§ Problema posto A: Riporta senza modifiche il passo del brano su Barriera di Milano compreso tra "Come ogni giorno" e "affrontare la giornata.", estremi inclusi.

§ Brano del documento:
Come ogni giorno ti svegli e esci di casa, facendo i quattro piani di scale che ti separano dal marciapiede. Scendi le rampe, ti aggrappi alla maniglia arrugginita e senti che gli odori si intensificano verso il basso, fino ad arrivare al culmine al piano terra. A volte il profumo è quello del cavolo bollito, altre volte è di chiuso, altre ancora - più rare - di cannabis. Da qualche giorno a questa parte, e ti perdoni il francesismo, c'é proprio puzzo di merda. Superi la signora col fazzoletto in testa che sta pulendo il primo piano e quasi scivoli sull'ultimo gradino, bagnato, mentre mugugni un buongiorno. Esci. Finalmente sei in strada pronto ad affrontare la giornata.
O magari non sei tanto pronto, per cui pensi di farti un caffé. Sei in zona Barriera di Milano, quindi sai benissimo che l'industria dei bar è controllata al 90 percento dai cinesi, e al restante dieci da torinesi che hanno ereditato l'attività da parenti ma si fingono orientali per conformarsi. Tra i tanti scegli quello con la barista dell'est europa, che è stata gentile l'ultima volta che sei andato. Le paste son buone, odorano di burro come il reparto del pane della Lidl. Esci, di nuovo. Titolo di giornale: "Barriera di Milano: uccide sconosciuto con 16 coltellate perché ubriaco". Hai bisogno del biglietto del tram, fai una scappata in un tabacchi ma il cassiere è troppo lento; il quattro sta passando. Ci salti dentro al volo, tanto il controllore non si spinge così a nord. Una guardia di sicurezza, di fronte allo sportello del bancomat, ti guarda preoccupata. La folla mattutina che va al mercato di Porta Palazzo puzza di bagnato e umido, complice la pioggia; capisci allora che l'umanità sa di pesce. Semmai dovessi arrivare in centro, tutto cambia. Via Roma è un'altra città, chiaramente.
Quando torni dalla tua giornata il quartiere è ancora lì ad accoglierti. A parco dora le bande di alternativi si riuniscono, armati di berretti da yankees e skateboard, qualche volta bici, raramente parkour. Obbligatori pantaloni a vita bassa e strafottenza. Poco male perché sei nell'orario in cui le scuole, con quelle facciate fatiscenti e scrostate che si intonano col resto, liberano i bambini dopo il pomeriggio. Piccoli torinesi corrono dovunque, strillando da un marciapiede all'altro. I ragazzini parlano in italiano, i genitori parlano un po' tutte le lingue.

§ Problema posto B: Trascrivi fedelmente, tra i record che seguono, le righe comprese tra quella che contiene "man in black" e quella che contiene "[563,223,627,411]", entrambe incluse.

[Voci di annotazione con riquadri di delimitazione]
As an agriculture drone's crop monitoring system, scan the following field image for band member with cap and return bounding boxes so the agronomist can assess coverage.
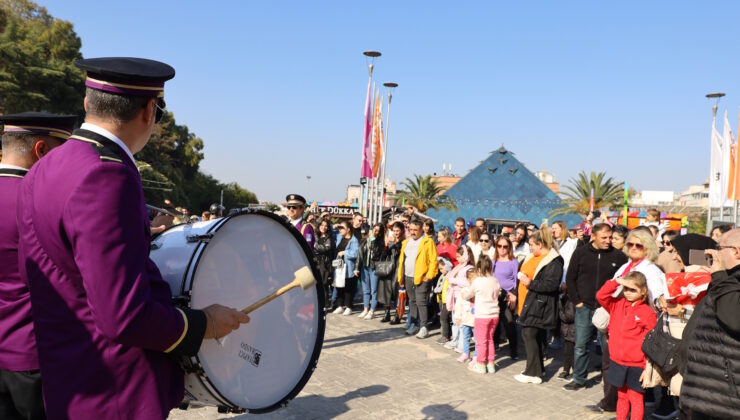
[0,112,77,419]
[283,194,316,249]
[17,58,249,419]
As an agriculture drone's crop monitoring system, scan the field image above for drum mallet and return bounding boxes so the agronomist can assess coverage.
[242,267,316,314]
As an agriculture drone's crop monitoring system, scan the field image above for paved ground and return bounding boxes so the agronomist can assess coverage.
[170,306,613,420]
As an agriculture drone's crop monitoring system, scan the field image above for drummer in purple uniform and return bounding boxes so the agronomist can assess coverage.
[0,112,77,419]
[283,194,316,250]
[17,58,249,419]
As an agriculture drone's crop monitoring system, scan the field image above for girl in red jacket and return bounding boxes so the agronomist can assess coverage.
[596,271,656,420]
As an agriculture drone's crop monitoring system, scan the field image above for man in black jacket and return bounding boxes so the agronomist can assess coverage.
[680,229,740,419]
[563,223,627,411]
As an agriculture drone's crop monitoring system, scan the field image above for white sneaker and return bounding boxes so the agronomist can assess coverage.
[514,373,542,384]
[416,327,429,339]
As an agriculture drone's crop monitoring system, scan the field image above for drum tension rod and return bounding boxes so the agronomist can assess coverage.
[187,233,213,242]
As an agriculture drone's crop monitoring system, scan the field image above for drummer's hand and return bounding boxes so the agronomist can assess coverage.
[149,225,167,235]
[203,304,249,339]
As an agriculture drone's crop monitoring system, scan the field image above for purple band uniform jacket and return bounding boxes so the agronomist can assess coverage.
[17,130,206,420]
[0,168,39,372]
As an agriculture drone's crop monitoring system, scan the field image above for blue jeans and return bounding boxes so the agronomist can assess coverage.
[361,268,378,311]
[573,305,606,385]
[442,312,461,346]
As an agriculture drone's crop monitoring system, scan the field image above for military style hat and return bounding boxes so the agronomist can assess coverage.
[283,194,306,206]
[0,111,78,141]
[75,57,175,98]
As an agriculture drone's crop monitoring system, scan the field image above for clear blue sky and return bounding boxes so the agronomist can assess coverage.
[41,0,740,201]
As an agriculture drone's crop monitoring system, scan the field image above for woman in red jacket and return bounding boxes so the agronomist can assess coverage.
[596,271,656,420]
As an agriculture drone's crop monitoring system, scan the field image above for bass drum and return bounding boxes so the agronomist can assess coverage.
[150,210,326,413]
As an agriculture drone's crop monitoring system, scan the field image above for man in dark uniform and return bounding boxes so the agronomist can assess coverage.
[283,194,316,250]
[17,58,249,419]
[0,112,77,419]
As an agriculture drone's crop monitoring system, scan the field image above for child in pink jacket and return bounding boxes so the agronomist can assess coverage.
[462,254,501,373]
[596,271,656,420]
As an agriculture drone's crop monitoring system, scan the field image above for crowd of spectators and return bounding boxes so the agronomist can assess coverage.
[306,210,740,419]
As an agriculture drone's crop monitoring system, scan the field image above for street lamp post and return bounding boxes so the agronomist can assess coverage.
[380,82,398,220]
[306,175,311,200]
[706,92,726,235]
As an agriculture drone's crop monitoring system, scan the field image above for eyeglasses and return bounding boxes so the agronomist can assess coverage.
[714,244,737,251]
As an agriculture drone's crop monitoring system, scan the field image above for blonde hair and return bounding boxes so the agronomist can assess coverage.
[552,220,568,241]
[623,229,660,262]
[623,271,649,302]
[475,254,493,277]
[529,226,552,250]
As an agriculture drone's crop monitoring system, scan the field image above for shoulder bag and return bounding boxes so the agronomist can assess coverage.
[642,312,681,376]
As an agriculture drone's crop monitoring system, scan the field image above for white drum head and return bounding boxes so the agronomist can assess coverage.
[190,212,324,411]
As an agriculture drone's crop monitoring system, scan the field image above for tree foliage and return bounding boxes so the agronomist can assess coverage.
[0,0,257,212]
[0,0,85,115]
[398,175,457,212]
[551,171,624,216]
[136,112,257,212]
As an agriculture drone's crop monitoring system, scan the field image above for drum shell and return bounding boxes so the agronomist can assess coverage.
[151,211,325,413]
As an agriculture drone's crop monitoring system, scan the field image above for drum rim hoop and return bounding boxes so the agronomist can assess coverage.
[188,209,326,414]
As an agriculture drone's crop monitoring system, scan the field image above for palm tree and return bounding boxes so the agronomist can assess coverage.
[550,171,624,217]
[398,175,457,213]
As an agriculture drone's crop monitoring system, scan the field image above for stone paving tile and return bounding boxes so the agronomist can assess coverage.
[170,308,614,420]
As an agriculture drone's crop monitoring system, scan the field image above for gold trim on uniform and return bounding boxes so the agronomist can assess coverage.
[164,308,188,353]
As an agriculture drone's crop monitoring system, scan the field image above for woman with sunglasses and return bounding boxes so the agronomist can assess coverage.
[478,232,495,261]
[614,226,665,308]
[357,223,385,319]
[334,221,360,316]
[493,236,519,360]
[514,226,563,384]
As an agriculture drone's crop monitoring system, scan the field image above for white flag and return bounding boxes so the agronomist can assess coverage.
[709,120,729,207]
[722,110,734,207]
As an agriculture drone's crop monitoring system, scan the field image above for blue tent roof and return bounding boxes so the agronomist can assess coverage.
[426,146,583,227]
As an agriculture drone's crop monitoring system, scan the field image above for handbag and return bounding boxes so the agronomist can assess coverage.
[591,306,609,334]
[331,258,347,288]
[375,259,395,278]
[642,312,681,376]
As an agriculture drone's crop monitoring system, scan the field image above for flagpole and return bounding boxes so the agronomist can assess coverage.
[706,93,725,235]
[375,95,385,223]
[382,82,398,225]
[732,106,740,227]
[360,51,381,217]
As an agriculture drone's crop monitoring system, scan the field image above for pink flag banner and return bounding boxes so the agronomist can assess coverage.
[360,82,373,178]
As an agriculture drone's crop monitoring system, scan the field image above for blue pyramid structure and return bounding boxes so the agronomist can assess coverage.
[426,146,583,227]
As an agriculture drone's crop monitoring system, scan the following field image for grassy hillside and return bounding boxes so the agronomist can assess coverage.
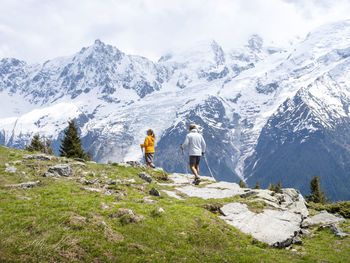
[0,146,350,262]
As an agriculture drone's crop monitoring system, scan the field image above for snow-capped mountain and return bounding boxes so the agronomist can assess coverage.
[0,21,350,200]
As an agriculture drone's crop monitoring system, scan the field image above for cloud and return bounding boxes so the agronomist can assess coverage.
[0,0,350,62]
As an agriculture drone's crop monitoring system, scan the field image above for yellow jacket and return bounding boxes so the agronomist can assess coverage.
[141,136,155,153]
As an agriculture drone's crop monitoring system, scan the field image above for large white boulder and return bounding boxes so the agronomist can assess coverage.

§ Risultato del compito A:
Come ogni giorno ti svegli e esci di casa, facendo i quattro piani di scale che ti separano dal marciapiede. Scendi le rampe, ti aggrappi alla maniglia arrugginita e senti che gli odori si intensificano verso il basso, fino ad arrivare al culmine al piano terra. A volte il profumo è quello del cavolo bollito, altre volte è di chiuso, altre ancora - più rare - di cannabis. Da qualche giorno a questa parte, e ti perdoni il francesismo, c'é proprio puzzo di merda. Superi la signora col fazzoletto in testa che sta pulendo il primo piano e quasi scivoli sull'ultimo gradino, bagnato, mentre mugugni un buongiorno. Esci. Finalmente sei in strada pronto ad affrontare la giornata.

§ Risultato del compito B:
As an agriculture drone's crop monitoring system, scan the field image above for man in black jacket and return bounding boxes so the agronomist can assess coverage.
[680,229,740,419]
[563,223,627,411]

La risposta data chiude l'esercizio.